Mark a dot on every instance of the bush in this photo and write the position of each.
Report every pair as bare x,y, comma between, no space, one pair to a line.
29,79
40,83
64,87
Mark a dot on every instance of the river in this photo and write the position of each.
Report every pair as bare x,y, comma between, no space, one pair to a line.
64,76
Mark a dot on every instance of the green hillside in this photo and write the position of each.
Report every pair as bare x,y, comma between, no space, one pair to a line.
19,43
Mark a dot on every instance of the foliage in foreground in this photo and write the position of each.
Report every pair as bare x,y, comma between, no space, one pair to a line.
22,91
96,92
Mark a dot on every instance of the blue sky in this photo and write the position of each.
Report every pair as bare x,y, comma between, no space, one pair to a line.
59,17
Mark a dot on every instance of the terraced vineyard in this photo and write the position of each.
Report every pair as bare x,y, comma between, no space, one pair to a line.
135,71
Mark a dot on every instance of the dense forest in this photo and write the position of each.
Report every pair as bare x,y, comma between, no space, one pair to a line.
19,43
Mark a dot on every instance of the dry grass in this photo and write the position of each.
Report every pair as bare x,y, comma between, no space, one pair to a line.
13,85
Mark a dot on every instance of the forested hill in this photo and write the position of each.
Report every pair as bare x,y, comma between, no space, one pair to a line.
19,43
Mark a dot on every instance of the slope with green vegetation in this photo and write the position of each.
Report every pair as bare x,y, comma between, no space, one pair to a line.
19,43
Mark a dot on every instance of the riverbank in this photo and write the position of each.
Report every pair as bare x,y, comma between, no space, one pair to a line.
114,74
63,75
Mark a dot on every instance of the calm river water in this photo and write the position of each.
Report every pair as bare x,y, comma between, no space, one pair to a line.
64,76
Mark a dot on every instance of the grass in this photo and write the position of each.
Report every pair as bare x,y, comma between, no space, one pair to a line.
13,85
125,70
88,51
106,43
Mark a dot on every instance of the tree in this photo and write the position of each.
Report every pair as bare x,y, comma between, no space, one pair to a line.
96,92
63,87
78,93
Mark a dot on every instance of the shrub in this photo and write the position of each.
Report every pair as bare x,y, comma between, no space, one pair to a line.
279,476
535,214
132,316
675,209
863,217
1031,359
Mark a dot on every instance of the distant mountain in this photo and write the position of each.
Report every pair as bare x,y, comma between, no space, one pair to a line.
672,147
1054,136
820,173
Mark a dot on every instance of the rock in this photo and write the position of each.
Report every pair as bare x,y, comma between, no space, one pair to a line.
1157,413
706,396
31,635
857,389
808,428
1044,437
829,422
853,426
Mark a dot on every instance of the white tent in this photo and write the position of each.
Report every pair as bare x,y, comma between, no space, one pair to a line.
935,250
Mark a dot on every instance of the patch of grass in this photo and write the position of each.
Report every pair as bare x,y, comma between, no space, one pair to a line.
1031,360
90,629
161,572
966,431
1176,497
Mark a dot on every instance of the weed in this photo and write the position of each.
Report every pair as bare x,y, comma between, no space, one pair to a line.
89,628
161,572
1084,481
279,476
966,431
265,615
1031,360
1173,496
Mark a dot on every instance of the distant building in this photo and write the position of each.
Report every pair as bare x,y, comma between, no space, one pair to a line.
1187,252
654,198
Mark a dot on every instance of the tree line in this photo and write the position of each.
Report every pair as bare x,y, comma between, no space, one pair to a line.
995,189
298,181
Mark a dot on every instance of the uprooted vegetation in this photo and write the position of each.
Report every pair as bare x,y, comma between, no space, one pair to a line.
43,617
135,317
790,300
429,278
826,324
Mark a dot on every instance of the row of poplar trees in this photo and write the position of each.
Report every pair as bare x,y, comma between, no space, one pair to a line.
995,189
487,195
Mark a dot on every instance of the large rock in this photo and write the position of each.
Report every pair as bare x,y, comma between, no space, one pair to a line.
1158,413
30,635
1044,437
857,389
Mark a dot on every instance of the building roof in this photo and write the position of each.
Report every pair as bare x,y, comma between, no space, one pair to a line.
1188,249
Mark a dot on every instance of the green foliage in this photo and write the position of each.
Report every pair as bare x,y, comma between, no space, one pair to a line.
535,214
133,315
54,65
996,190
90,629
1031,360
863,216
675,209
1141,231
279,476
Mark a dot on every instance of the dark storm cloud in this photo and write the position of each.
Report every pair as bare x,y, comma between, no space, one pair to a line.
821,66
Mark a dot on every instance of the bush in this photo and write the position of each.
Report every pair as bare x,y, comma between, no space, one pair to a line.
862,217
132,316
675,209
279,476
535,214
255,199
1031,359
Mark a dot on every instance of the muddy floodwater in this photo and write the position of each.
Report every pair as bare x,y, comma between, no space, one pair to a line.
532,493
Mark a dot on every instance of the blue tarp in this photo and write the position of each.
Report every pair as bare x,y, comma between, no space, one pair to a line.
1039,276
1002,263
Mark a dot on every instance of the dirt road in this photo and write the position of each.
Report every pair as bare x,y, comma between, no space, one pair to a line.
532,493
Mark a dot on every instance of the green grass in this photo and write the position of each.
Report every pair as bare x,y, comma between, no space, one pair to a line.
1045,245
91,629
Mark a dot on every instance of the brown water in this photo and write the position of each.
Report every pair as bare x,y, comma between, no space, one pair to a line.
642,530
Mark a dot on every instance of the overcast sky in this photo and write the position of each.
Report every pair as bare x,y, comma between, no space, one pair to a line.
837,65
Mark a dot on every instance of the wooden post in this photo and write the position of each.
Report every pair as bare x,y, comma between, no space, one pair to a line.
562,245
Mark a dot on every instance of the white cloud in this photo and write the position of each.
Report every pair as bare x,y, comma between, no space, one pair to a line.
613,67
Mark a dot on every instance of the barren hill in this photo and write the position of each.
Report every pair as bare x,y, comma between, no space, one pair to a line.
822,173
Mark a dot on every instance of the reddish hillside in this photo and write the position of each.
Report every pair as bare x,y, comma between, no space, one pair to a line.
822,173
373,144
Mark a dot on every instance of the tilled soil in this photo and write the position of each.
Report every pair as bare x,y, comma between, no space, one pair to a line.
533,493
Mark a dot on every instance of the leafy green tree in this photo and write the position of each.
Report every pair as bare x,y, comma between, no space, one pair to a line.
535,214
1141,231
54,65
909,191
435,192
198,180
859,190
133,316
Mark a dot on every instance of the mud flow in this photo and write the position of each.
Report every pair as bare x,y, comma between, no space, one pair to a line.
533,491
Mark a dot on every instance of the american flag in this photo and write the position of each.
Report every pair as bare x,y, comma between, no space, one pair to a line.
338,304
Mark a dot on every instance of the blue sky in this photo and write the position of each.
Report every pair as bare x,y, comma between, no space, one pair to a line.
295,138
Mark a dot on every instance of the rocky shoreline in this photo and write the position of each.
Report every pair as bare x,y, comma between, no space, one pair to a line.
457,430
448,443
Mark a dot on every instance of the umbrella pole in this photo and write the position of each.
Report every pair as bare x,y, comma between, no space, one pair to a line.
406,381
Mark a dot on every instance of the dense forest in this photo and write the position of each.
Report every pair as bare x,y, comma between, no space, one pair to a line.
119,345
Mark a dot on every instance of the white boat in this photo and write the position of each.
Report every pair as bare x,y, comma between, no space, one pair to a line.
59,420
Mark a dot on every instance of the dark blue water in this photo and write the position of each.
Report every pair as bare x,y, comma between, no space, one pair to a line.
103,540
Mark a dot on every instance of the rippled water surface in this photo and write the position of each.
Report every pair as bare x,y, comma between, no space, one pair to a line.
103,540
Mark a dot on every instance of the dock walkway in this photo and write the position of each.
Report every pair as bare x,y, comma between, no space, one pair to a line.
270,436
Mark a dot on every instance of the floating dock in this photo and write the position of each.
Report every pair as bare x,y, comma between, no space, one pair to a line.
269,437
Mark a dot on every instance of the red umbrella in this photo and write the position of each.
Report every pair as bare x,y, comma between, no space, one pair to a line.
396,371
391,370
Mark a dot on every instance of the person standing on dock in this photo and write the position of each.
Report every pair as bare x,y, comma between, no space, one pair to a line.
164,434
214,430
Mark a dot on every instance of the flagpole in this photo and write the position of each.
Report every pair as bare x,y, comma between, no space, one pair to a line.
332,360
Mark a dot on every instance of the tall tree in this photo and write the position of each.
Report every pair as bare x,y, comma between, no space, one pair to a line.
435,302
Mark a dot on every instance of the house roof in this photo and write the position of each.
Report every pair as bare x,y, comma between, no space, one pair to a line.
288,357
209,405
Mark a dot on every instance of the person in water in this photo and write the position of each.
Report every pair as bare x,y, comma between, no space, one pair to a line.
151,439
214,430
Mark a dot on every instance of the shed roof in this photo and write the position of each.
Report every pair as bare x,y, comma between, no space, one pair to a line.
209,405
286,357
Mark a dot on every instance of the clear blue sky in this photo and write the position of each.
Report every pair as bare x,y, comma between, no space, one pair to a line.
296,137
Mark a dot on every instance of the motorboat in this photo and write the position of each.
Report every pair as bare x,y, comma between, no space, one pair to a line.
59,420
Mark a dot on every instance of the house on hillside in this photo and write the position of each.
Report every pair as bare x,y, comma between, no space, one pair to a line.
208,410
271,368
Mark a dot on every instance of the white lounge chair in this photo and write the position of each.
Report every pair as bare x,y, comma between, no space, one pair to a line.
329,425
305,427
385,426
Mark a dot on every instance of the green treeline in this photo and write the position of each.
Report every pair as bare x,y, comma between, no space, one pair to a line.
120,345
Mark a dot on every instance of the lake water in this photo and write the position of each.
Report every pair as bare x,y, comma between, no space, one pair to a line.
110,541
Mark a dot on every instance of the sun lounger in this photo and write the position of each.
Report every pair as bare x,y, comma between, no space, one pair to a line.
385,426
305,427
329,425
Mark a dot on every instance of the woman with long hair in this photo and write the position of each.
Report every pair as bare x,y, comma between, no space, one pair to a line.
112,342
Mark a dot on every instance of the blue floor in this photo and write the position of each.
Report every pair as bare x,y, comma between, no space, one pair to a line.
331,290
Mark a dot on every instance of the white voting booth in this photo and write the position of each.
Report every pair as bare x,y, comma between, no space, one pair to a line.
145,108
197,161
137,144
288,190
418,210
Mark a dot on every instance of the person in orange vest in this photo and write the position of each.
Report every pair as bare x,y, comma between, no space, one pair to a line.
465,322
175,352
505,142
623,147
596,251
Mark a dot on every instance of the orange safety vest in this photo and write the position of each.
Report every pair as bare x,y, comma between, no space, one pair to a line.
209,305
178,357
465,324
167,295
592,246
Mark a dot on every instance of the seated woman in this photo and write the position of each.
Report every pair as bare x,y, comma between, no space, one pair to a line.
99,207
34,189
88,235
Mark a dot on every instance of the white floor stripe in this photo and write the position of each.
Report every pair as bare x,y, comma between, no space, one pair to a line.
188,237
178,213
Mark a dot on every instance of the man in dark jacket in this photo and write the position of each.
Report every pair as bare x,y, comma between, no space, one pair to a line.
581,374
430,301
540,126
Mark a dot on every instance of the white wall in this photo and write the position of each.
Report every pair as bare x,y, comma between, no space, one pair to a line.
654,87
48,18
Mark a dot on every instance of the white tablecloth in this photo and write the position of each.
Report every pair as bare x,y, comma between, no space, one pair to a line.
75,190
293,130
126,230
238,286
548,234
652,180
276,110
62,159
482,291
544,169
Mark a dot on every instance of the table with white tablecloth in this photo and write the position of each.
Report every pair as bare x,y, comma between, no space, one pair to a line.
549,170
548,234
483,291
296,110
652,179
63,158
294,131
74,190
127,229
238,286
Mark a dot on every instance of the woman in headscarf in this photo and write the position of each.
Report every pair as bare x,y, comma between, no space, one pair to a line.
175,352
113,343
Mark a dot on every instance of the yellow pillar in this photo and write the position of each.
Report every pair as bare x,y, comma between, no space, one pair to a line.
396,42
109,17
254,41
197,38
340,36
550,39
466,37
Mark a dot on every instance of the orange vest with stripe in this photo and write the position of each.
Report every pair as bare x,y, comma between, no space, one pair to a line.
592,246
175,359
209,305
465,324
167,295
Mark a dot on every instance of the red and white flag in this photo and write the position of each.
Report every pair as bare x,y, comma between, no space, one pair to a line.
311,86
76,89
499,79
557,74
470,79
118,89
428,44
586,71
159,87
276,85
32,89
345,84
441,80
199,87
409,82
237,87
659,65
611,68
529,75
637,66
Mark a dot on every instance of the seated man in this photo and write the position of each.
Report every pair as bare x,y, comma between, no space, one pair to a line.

WHAT YOU SHOULD DO —
Look above for the line that holds "Mark a dot on every instance of the man", then copy it and each line after it exactly, through the last line of the data.

SOLUTION FOR THIS EXERCISE —
Mark a dot on every instance of the man in dark jacket in this photo and write the position of each.
Report every pair as bare x,y, comma between, no space, one pair to a line.
581,374
430,301
540,126
Mark a dot on every instance of the white wall in this photo and write the position of each.
Report every pair as bare x,y, comma between, no space, one pair to a line.
654,87
48,18
Mark a dot on every instance of the white tablecloth in this photo and write the position of each.
Report every pair as bare x,y, comma between, no space, one pair to a line.
75,190
293,130
126,230
238,286
548,234
652,180
276,110
62,159
482,291
544,169
Mark a dot on every instance of the table with white tablecloth in this photo and write the position of each.
Report every pair as bare x,y, comma between, no space, one pair to a line.
549,170
548,234
483,291
296,110
652,179
63,158
294,131
74,190
127,229
238,286
Mark a dot on every instance of the woman in headscarf in this photo and write the position of each.
Report every pair as bare x,y, comma between, no space, one pair to a line.
175,352
113,343
Mark a dot on every instance of the yellow pillar in this photo and write the position of each.
Report every pair as bare x,y, comma between, no space, one pair to a line.
396,42
109,17
254,41
197,38
340,36
550,39
466,37
Mark a dot on every instance of the orange vest with stripe in this photo and write the position of each.
Report every pair as bare x,y, comma between, no space, one pair to a line.
592,246
175,359
209,305
465,324
167,295
Mark a dot on every instance of the red and white flag in this photo and write the position of each.
Report every pair as bare x,y, comma between, no space, one pair to a line.
311,86
76,89
499,79
557,74
470,79
118,89
428,44
586,71
159,87
276,85
32,89
345,84
441,80
199,87
409,82
237,87
659,65
611,68
529,75
637,66
Mark a dot on every instance of the seated man in this photo and write the position of each.
Report every pair as bare x,y, comma between, no space, one pair to a line.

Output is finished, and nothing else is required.